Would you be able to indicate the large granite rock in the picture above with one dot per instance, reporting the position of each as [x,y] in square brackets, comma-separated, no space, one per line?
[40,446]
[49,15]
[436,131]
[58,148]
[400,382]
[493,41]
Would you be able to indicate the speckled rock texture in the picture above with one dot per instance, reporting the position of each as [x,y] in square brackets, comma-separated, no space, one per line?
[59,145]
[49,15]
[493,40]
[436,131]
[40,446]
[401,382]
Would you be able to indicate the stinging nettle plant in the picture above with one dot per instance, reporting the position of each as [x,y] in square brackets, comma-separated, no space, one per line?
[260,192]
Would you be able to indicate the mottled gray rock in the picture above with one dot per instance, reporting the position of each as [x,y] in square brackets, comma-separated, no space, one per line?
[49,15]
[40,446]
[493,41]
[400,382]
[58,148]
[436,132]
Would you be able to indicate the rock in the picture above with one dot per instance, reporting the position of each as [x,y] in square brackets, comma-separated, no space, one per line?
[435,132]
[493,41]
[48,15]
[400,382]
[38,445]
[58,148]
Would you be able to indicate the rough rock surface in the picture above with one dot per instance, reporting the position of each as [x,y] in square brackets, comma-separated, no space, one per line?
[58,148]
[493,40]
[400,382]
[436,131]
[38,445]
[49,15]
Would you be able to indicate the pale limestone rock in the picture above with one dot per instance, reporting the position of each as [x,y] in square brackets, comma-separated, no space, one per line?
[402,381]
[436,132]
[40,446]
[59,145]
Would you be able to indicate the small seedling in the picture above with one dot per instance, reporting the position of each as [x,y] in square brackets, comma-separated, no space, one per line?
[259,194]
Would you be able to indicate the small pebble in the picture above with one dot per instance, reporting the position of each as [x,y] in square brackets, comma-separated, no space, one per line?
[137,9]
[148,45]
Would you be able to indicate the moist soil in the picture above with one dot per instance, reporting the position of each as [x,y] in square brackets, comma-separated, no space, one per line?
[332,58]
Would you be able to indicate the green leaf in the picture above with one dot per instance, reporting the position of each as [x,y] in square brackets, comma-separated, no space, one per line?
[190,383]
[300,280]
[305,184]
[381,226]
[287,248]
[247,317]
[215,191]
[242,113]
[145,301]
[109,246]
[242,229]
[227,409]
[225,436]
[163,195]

==

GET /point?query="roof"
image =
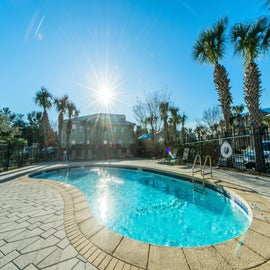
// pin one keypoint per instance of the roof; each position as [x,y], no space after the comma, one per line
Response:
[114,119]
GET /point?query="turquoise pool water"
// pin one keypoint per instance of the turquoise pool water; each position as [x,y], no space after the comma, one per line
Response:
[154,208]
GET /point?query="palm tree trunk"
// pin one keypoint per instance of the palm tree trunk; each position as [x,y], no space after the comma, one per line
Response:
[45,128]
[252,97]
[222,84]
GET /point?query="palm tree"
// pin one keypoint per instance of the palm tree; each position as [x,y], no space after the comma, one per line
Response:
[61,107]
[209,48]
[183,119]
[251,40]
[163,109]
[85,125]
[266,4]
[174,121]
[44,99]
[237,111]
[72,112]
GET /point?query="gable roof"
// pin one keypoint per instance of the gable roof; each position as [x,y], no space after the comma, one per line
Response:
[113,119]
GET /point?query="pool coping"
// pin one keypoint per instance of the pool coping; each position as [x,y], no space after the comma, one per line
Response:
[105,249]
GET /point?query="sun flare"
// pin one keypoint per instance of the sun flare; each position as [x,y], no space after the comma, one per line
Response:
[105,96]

EXERCISE DETAILS -
Which of the lines above carry the string "trunk"? Pick them out and copy them.

WRITTEN SOLUTION -
GET /point?query="palm tree trunk"
// pin one keypoint per instance of the palm tree trunk; each position as [x,y], no space after the comma, one per line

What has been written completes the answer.